| Listed records |

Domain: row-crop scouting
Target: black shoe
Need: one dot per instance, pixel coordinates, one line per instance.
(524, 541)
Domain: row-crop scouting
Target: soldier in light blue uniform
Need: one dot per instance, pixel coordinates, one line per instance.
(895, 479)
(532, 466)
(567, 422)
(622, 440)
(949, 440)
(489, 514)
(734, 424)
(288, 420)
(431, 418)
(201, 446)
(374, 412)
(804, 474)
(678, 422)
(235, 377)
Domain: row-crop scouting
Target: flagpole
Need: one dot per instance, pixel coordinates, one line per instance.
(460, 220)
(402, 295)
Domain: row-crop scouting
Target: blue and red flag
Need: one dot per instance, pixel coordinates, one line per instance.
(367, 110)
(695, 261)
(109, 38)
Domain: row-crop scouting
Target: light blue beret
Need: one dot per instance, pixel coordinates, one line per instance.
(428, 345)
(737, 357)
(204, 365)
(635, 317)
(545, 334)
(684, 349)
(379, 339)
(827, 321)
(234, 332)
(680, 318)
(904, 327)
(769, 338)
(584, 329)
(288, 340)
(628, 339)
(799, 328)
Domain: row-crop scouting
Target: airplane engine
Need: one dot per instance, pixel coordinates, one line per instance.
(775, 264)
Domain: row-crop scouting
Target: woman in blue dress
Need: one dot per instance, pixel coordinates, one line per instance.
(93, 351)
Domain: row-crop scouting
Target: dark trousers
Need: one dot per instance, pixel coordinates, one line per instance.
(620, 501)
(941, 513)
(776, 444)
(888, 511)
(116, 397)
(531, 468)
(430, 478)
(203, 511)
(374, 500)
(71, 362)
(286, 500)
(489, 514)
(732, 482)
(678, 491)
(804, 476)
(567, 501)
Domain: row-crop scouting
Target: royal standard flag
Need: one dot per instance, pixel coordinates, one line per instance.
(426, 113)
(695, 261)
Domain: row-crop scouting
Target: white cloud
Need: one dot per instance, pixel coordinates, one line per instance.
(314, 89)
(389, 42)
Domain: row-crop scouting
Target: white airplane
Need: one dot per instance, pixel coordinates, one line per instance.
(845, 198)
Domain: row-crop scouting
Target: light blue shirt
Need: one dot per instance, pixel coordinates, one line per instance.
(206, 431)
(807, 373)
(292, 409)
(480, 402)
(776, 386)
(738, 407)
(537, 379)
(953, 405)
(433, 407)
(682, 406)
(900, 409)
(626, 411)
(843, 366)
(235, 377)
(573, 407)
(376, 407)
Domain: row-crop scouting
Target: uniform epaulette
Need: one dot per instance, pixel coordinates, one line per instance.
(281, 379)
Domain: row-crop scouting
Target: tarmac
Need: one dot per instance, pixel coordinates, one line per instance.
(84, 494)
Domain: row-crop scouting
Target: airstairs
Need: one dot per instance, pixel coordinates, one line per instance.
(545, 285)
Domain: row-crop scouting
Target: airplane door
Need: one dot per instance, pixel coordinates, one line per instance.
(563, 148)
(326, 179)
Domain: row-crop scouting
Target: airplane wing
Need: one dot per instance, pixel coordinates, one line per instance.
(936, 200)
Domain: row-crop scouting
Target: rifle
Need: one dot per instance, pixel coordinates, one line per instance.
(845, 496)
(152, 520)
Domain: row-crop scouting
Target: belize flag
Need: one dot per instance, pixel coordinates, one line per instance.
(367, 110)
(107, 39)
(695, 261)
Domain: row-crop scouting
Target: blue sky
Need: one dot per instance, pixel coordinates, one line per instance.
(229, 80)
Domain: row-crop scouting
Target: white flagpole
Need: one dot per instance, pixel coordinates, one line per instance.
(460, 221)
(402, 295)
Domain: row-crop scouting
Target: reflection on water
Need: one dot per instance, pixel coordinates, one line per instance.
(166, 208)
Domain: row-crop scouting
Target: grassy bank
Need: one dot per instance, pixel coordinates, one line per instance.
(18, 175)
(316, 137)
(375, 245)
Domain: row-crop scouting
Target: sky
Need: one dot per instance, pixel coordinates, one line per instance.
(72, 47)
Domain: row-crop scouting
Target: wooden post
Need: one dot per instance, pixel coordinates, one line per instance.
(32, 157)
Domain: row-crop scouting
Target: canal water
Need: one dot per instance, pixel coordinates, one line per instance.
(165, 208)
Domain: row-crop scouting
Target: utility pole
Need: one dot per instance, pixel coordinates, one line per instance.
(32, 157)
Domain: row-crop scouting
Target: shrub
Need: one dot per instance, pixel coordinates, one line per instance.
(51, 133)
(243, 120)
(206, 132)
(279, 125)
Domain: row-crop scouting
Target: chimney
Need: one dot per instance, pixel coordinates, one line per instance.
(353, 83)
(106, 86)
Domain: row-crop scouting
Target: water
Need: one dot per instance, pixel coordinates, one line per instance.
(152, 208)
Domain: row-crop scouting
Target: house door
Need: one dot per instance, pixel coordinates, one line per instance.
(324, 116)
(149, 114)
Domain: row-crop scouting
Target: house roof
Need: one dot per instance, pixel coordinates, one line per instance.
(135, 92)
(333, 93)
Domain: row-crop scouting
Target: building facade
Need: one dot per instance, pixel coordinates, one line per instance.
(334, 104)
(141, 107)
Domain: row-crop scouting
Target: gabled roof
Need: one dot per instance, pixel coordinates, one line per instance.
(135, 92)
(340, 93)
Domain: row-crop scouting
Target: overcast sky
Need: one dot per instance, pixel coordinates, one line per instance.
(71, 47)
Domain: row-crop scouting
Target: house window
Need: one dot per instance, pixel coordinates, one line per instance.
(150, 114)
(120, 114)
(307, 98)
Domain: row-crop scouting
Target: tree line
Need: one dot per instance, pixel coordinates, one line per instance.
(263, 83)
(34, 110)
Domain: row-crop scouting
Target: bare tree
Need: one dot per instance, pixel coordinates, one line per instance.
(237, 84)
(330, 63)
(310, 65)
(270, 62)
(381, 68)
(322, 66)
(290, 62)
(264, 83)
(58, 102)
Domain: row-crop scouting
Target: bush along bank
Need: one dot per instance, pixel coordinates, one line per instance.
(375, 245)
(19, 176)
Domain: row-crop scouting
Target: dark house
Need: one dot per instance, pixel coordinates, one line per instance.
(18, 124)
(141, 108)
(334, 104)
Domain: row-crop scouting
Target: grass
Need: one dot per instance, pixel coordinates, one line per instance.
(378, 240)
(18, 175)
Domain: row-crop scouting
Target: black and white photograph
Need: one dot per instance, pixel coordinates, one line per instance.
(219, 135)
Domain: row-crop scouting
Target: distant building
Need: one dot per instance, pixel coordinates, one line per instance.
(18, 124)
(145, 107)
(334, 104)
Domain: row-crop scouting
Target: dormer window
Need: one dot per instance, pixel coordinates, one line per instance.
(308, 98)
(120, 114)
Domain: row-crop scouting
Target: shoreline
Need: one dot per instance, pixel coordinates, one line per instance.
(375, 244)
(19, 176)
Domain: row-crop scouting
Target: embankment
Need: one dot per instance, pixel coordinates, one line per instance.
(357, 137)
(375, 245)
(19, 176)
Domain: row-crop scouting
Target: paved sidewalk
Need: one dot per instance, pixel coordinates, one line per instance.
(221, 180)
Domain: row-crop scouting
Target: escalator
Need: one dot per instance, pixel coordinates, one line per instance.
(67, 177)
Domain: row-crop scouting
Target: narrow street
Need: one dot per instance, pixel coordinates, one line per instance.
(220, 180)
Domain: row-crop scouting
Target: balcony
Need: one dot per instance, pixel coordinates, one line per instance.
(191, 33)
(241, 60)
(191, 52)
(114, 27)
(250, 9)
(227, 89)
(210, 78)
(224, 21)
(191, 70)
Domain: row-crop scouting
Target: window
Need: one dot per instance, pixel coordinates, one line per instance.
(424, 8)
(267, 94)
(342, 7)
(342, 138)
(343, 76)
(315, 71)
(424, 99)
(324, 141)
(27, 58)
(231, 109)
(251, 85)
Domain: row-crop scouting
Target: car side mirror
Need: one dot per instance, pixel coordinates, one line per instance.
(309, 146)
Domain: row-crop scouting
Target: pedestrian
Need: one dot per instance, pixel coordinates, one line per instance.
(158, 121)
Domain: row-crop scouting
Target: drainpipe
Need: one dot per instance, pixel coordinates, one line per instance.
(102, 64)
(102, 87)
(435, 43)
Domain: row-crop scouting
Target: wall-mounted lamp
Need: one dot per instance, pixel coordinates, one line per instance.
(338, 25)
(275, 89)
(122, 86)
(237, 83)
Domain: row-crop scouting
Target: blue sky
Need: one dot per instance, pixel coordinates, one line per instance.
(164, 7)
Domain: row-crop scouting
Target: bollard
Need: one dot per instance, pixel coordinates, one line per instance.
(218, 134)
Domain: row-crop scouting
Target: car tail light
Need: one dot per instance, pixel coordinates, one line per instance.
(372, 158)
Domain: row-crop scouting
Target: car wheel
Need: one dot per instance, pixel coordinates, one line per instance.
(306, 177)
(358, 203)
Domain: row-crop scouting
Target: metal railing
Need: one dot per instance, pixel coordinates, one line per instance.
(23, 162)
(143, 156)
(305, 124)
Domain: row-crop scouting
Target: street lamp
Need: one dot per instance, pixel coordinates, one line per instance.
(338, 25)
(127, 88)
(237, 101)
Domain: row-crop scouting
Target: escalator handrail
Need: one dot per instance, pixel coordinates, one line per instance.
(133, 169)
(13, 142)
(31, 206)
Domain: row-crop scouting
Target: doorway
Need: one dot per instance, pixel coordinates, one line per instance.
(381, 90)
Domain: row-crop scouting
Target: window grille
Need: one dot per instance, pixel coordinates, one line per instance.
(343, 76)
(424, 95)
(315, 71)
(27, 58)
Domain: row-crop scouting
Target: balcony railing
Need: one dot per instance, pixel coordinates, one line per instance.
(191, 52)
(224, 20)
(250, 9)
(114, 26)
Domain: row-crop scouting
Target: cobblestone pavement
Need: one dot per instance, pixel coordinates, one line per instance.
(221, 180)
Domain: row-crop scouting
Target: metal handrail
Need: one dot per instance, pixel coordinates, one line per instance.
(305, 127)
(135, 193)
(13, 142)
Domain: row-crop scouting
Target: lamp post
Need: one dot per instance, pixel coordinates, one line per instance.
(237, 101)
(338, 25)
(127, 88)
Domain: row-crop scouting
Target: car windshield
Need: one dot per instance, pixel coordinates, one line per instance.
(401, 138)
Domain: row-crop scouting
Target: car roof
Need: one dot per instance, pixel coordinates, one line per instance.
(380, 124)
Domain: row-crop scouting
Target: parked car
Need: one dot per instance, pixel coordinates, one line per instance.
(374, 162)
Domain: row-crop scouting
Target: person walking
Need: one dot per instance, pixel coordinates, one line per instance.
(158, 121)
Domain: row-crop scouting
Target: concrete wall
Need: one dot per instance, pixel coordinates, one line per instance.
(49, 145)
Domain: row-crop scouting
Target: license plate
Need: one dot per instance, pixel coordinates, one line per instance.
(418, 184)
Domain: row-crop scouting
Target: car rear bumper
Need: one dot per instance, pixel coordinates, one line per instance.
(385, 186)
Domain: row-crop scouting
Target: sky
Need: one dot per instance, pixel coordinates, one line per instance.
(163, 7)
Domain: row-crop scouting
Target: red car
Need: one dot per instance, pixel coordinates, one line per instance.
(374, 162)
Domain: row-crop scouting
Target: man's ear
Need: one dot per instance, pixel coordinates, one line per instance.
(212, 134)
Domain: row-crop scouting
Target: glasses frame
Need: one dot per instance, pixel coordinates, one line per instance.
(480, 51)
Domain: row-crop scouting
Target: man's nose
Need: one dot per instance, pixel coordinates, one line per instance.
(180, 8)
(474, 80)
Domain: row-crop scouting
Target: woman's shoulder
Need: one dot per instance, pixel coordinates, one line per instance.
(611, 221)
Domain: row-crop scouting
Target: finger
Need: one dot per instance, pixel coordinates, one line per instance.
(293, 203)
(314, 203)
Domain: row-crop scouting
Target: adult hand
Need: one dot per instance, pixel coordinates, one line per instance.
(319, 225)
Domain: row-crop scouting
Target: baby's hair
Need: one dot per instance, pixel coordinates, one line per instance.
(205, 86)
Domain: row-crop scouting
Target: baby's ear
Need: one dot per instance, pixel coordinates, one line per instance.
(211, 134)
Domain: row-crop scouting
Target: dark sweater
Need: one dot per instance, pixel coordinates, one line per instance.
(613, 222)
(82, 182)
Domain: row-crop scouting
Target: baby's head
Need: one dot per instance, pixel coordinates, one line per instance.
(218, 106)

| What to produce |
When you reach the line that contains "Target: airplane engine", stop; that line and every line before it, from the very first line of the data, should be restated word for word.

| Reply |
Domain: row-crop scouting
Target: black shoe
Need: one dot per instance, pixel coordinates, one line per instance.
(524, 541)
Domain: row-crop scouting
Target: soldier in light blue uniform
Need: one dot per instance, pixel coordinates, one line per instance.
(895, 479)
(532, 466)
(567, 422)
(622, 440)
(949, 440)
(489, 514)
(734, 424)
(288, 420)
(431, 418)
(201, 446)
(374, 412)
(804, 474)
(678, 422)
(235, 377)
Domain: row-crop scouting
Target: flagpole
Need: one dot per instance, pixel coordinates, one line per instance.
(460, 220)
(402, 295)
Domain: row-crop scouting
Target: blue and red flag
Need: one dot per instance, pixel coordinates, one line per instance.
(367, 110)
(695, 261)
(109, 38)
Domain: row-crop scouting
Target: light blue beret
Need: one dot per instance, pixel coordinates, one line per instance.
(428, 345)
(737, 357)
(204, 365)
(635, 317)
(545, 334)
(684, 349)
(379, 339)
(827, 321)
(234, 332)
(680, 318)
(904, 327)
(769, 338)
(584, 329)
(288, 340)
(628, 339)
(799, 328)
Domain: row-crop scouting
Target: airplane engine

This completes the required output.